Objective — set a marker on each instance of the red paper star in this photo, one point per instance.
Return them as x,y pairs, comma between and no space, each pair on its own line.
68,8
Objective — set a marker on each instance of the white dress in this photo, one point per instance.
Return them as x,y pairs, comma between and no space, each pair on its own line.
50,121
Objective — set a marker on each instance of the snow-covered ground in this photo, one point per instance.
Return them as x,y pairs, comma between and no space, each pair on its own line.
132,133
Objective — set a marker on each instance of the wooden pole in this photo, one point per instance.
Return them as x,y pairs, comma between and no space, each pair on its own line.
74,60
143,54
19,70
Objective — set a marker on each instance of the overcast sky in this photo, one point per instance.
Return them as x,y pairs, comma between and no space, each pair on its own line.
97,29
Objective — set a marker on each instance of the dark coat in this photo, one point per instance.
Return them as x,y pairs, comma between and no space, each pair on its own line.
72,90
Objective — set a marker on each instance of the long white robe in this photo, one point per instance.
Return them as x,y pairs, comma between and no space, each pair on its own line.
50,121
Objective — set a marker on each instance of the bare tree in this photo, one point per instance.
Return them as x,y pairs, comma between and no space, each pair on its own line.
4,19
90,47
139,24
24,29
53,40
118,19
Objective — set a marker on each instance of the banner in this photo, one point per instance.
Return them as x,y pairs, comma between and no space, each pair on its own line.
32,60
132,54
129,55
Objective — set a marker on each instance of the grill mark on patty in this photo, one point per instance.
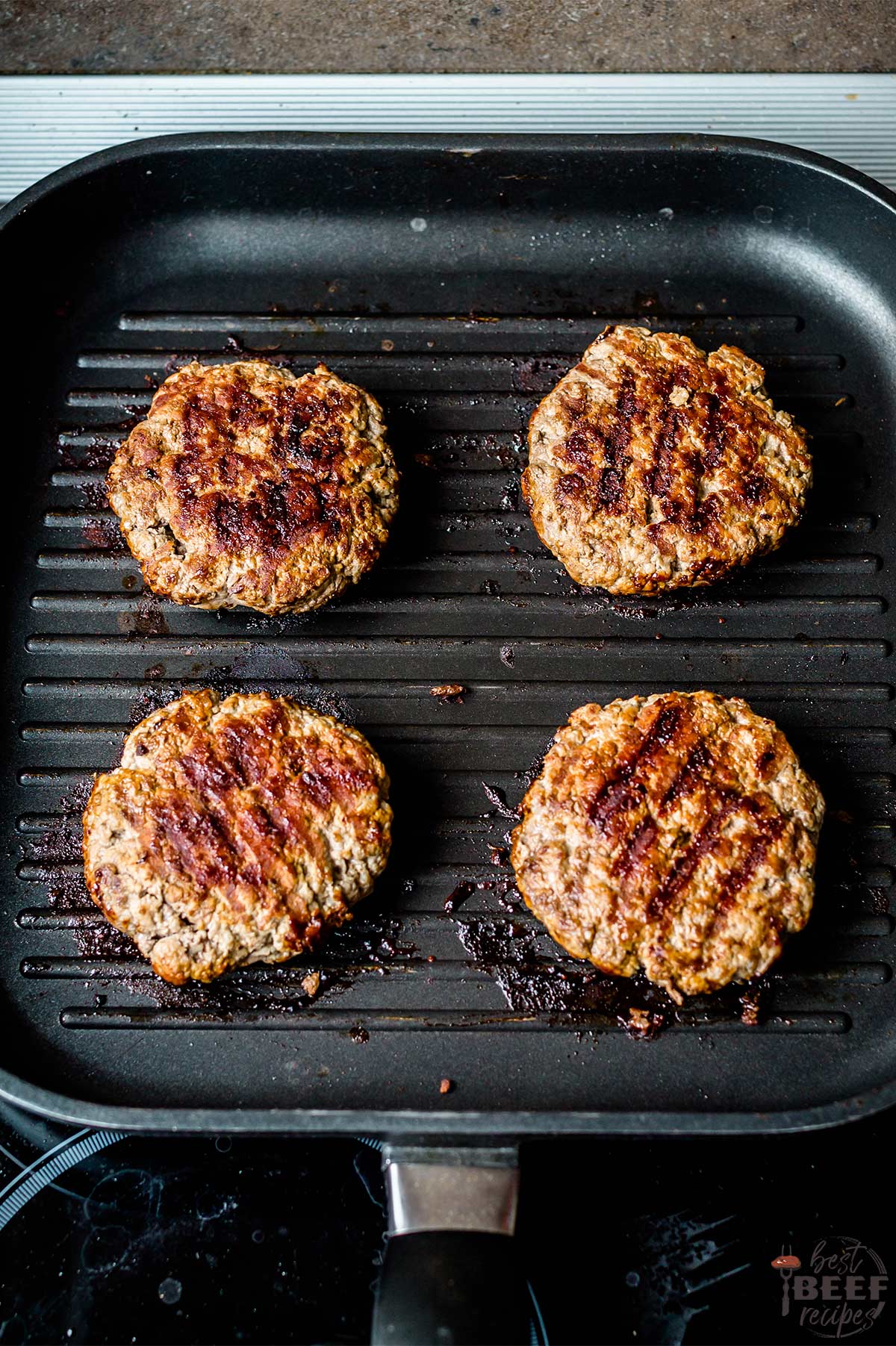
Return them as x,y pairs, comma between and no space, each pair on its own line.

-.-.-

• PROBLEM DETAILS
Show every line from the listing that contains "this".

• EXPECTED OUTPUT
Objective — set a marker on each instance of the red paper star in this photo, one point per instance.
Objective — set a marker on each instance of the white dress in this photo, one point per instance.
Objective — set a marker on each instance of the snow-covered ground in this photo, one point per instance.
Objective — set a marker on each instance of the wooden pole in this photo, one point per instance.
Objective — set a marker on each instance of the overcast sky in this photo, one point per instance.
Objective — set a marker on each instance of the dark coat in this photo, one point per instance.
Objective — set a marker on each instance of the long white robe in this photo, one point per instance.
Objective — set a marker on each instance of the bare tree in this photo, one point per instance.
Objective — set a marker on each instance of the banner in this photo, one point per instance.
Objective — set a marker on each instance of the grill mark on patty in this photo, one point per instance.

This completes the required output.